Dataset entries
+-------+
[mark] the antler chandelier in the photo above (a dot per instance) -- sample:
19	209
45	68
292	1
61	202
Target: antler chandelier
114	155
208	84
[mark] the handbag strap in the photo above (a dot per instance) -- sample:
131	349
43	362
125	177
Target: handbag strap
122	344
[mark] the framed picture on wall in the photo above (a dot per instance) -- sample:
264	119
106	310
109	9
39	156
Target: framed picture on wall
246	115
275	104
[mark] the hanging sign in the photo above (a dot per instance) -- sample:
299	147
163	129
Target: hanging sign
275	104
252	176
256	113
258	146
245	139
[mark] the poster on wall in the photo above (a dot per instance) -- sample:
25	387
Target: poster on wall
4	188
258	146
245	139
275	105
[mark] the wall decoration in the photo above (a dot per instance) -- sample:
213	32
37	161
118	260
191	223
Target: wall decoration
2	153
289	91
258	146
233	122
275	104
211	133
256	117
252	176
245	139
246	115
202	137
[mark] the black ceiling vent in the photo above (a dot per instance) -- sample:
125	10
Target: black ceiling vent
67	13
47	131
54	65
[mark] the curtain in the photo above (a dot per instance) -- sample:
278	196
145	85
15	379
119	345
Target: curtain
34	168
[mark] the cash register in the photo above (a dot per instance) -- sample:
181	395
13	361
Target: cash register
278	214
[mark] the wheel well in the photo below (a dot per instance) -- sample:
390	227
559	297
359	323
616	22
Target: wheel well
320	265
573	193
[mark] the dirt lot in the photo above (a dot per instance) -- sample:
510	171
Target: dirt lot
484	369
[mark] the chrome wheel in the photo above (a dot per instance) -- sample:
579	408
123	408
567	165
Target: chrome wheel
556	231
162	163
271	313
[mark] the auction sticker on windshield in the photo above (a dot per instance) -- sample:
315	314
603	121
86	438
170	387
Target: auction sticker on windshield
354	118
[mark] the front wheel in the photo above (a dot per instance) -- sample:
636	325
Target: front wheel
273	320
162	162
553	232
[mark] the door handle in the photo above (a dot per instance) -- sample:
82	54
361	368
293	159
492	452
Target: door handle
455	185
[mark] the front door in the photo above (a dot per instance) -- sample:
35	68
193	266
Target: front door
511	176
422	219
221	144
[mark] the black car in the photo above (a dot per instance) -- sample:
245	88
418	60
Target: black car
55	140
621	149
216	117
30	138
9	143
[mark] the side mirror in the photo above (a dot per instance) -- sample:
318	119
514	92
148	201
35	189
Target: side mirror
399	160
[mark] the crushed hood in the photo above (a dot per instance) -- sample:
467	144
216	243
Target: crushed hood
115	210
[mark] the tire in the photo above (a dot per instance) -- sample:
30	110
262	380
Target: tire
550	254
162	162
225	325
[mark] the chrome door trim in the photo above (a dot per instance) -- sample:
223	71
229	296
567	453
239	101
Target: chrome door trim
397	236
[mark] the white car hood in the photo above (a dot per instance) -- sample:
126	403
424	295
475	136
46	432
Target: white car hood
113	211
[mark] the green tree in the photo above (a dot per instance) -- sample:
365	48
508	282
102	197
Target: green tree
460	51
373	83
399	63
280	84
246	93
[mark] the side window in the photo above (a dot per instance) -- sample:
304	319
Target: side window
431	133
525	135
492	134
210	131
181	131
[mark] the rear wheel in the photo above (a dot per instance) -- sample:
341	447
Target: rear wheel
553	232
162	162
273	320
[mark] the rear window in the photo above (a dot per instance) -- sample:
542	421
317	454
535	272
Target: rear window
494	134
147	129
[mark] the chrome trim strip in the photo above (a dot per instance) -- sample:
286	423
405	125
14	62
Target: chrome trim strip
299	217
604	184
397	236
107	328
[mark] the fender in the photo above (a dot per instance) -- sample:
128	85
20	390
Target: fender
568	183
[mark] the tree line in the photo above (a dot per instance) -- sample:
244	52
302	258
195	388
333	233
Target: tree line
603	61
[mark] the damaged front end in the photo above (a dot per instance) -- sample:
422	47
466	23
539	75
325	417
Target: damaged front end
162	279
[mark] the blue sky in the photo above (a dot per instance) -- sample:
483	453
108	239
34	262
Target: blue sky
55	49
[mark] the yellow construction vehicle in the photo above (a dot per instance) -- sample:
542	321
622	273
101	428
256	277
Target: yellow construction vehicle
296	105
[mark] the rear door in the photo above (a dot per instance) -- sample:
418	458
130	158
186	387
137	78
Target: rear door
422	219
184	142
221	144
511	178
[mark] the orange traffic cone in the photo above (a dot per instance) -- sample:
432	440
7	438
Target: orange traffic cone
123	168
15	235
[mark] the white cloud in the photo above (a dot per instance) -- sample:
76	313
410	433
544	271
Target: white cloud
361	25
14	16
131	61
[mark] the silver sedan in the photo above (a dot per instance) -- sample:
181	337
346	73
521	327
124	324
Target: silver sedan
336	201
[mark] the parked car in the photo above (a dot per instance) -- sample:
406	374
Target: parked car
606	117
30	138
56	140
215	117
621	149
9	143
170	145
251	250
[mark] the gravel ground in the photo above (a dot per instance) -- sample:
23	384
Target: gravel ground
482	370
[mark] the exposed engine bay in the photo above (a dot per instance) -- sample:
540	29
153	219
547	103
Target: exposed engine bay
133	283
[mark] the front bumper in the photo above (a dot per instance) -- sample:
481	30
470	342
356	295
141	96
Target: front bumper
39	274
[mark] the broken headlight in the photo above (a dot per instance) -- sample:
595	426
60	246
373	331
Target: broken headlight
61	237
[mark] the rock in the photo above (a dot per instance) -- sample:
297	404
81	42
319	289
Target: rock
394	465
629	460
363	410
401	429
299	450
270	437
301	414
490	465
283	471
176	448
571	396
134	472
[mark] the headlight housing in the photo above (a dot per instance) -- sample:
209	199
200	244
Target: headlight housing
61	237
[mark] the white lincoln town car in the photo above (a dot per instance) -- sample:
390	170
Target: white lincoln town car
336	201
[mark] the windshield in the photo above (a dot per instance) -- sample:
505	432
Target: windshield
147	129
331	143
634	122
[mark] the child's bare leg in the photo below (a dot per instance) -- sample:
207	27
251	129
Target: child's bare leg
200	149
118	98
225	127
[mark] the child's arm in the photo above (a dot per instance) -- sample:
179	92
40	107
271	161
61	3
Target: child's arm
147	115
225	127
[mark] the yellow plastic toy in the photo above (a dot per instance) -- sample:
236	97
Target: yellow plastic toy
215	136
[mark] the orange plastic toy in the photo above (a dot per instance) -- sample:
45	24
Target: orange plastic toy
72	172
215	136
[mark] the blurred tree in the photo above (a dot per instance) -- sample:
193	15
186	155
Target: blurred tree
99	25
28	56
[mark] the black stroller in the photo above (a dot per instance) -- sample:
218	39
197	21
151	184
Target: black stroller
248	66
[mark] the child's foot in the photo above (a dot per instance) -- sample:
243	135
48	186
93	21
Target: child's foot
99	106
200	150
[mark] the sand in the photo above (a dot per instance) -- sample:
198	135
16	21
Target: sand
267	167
+-------+
Reproduce every line of the material above exactly.

[mark] the antler chandelier in the photo above (a dot per instance) -- sample:
19	209
45	68
292	1
61	202
Target: antler chandelier
114	155
208	84
[mark] the handbag strap in the photo above (a dot per instance) -- sample:
131	349
43	362
125	177
Target: handbag strap
122	344
[mark] the framed picture on wall in the photo above (a dot per instance) -- sample:
264	119
106	310
109	9
39	156
Target: framed picture on wall
246	115
275	104
[mark] the hanging sign in the photo above (a dot per instance) -- sample:
299	147
163	129
Target: hanging sign
275	104
252	176
256	113
258	146
245	139
[mark] the poster on wall in the photo above (a dot per instance) -- sample:
25	387
Target: poster on wall
4	188
258	146
245	139
275	105
[mark] the wall decoration in the photo above (a dot per instance) -- sample:
213	32
37	161
118	260
191	223
Target: wall decoration
2	153
289	91
258	146
233	122
275	104
211	133
256	117
252	176
245	139
246	115
202	137
[mark] the black ceiling vent in the photo above (a dot per instance) -- sample:
125	10
Target: black ceiling vent
67	13
47	131
54	65
[mark] the curtain in the photo above (a dot per instance) -- sample:
278	196
145	85
15	379
119	345
Target: curtain
34	168
[mark] the cash register in the photo above (a dot per instance) -- sample:
181	395
13	361
Target: cash register
278	214
[mark] the wheel well in the photo below (a dot per instance) -- sample:
390	227
559	297
359	323
616	22
Target: wheel well
320	265
573	193
[mark] the dirt lot in the photo above (a dot per instance) -- sample:
510	171
Target: dirt lot
484	369
[mark] the chrome wheel in the photo above (a dot per instance) -- sample:
579	408
123	408
567	165
Target: chrome wheel
556	231
162	163
271	313
[mark] the auction sticker on windshield in the photo above (a dot per instance) -- sample:
315	314
603	121
86	438
170	387
Target: auction sticker on windshield
354	118
[mark] the front wheel in the photo above (a dot per instance) -- sample:
636	325
Target: front wheel
273	320
162	162
553	232
[mark] the door handle in the photo above (a dot per instance) -- sample:
82	54
361	368
293	159
492	452
Target: door handle
455	185
[mark] the front door in the photo above (a dot per instance) -- sample:
35	68
193	266
Target: front door
511	176
422	219
221	144
[mark] the black car in the photo above (a dot per instance) -- sample:
245	88
418	60
Target: black car
55	140
621	149
216	117
30	138
9	143
[mark] the side mirror in the photo above (a dot per instance) -- sample:
318	119
514	92
148	201
35	189
Target: side mirror
399	160
[mark] the crushed hood in the photo above (a dot per instance) -- sample:
467	144
216	243
Target: crushed hood
115	210
[mark] the tire in the photo above (a dot per instance) -- sample:
30	110
262	380
Target: tire
550	254
162	162
225	325
[mark] the chrome door trim in the photo above (a dot per instance) -- sample:
223	71
229	296
567	453
239	101
Target: chrome door trim
397	236
[mark] the white car hood in the photo above (a dot per instance) -- sample:
126	403
424	295
475	136
46	432
Target: white car hood
113	211
[mark] the green tree in the photo above (a dot per instance) -- sample:
365	48
508	282
102	197
Target: green tree
460	51
373	83
399	63
280	84
246	93
[mark] the side window in the photo above (a dot per instance) -- sample:
304	319
Target: side window
431	133
525	135
492	134
210	131
181	131
[mark] the rear wheel in the photo above (a dot per instance) -- sample:
341	447
Target: rear wheel
553	232
162	162
273	320
[mark] the rear window in the photo above (a dot per instance) -- sample:
542	421
317	454
535	272
Target: rear window
494	134
147	129
[mark] the chrome trim strip in the photo above (a dot per instance) -- sample:
286	423
405	125
14	62
Target: chrome trim strip
299	217
604	184
397	236
107	328
[mark] the fender in the photo above (a dot per instance) -- sample:
128	85
20	390
Target: fender
568	183
[mark] the tree line in the photo above (a dot per instance) -- sample:
244	52
302	258
195	388
333	233
Target: tree line
603	61
[mark] the damaged front end in the photo above (a dot per instance) -- sample:
422	47
466	23
539	75
325	417
Target: damaged front end
162	279
[mark] the blue sky in the photo above (a dot per instance) -- sample:
483	453
108	239
34	262
Target: blue sky
55	49
[mark] the yellow construction vehicle in the photo above (a dot per instance) -- sample:
542	321
622	273
101	428
256	277
Target: yellow construction vehicle
296	105
[mark] the rear door in the photo above (a dot per instance) -- sample:
418	458
130	158
186	387
137	78
Target: rear door
422	219
184	142
221	144
511	178
[mark] the orange traffic cone in the photo above (a dot per instance) -- sample:
432	440
7	438
Target: orange traffic cone
123	168
15	235
[mark] the white cloud in the photo above (a dot per instance) -- sample:
76	313
410	433
544	271
Target: white cloud
361	25
14	16
131	61
[mark] the silver sedan in the photo above (a dot per instance) -- sample:
181	337
346	73
521	327
124	324
Target: silver sedan
336	201
[mark] the parked car in the photo above (a dot per instance) -- sample:
406	374
Target: parked car
606	117
30	138
56	140
215	117
621	149
9	143
170	145
251	250
[mark] the gravel ground in the photo above (a dot per instance) -- sample:
23	384
Target: gravel ground
482	370
[mark] the exposed engine bay in the photo above (a dot per instance) -- sample:
540	29
153	219
547	103
Target: exposed engine bay
133	283
[mark] the front bumper in the photo above (a dot per instance) -- sample:
481	30
470	342
356	295
141	96
Target: front bumper
39	274
[mark] the broken headlight in the photo above (a dot per instance) -- sample:
595	426
60	246
373	331
Target: broken headlight
61	237
[mark] the rock in the photo above (a dot per instance) -- sample:
297	404
81	42
319	289
Target: rock
394	465
629	460
363	410
401	429
299	450
270	437
301	414
490	465
283	471
176	448
571	396
134	472
[mark] the headlight housing in the photo above (a dot per instance) -- sample:
209	199
200	244
Target: headlight housing
61	237
[mark] the white lincoln town car in the photo above (a dot per instance) -- sample:
390	170
Target: white lincoln town car
336	201
[mark] the windshield in the photo above (a dot per instance) -- sample:
505	432
Target: windshield
147	129
331	143
634	122
[mark] the child's bare leg in the photo below (a dot per instance) -- sample:
207	27
251	129
Target: child's bare leg
200	149
118	98
225	127
[mark] the child's arm in the photo above (a dot per instance) -- sample:
179	92
40	107
271	161
61	3
Target: child's arm
147	115
225	127
[mark] the yellow plastic toy in the photo above (a dot per instance) -- sample:
236	97
Target: yellow plastic toy
215	136
[mark] the orange plastic toy in the photo above (a dot per instance) -- sample:
45	24
Target: orange plastic toy
72	172
215	136
[mark] the blurred tree in the photo above (a dot per instance) -- sample:
193	15
186	155
Target: blurred tree
99	25
28	56
[mark] the black stroller in the photo above (a dot per instance) -- sample:
218	39
197	21
151	184
Target: black stroller
248	66
[mark] the child's foot in the photo above (a dot per instance) -- sample:
243	135
48	186
93	21
Target: child's foot
99	106
200	150
[mark] the sand in the photo above (a dot per instance) -- sample:
198	135
16	21
Target: sand
267	167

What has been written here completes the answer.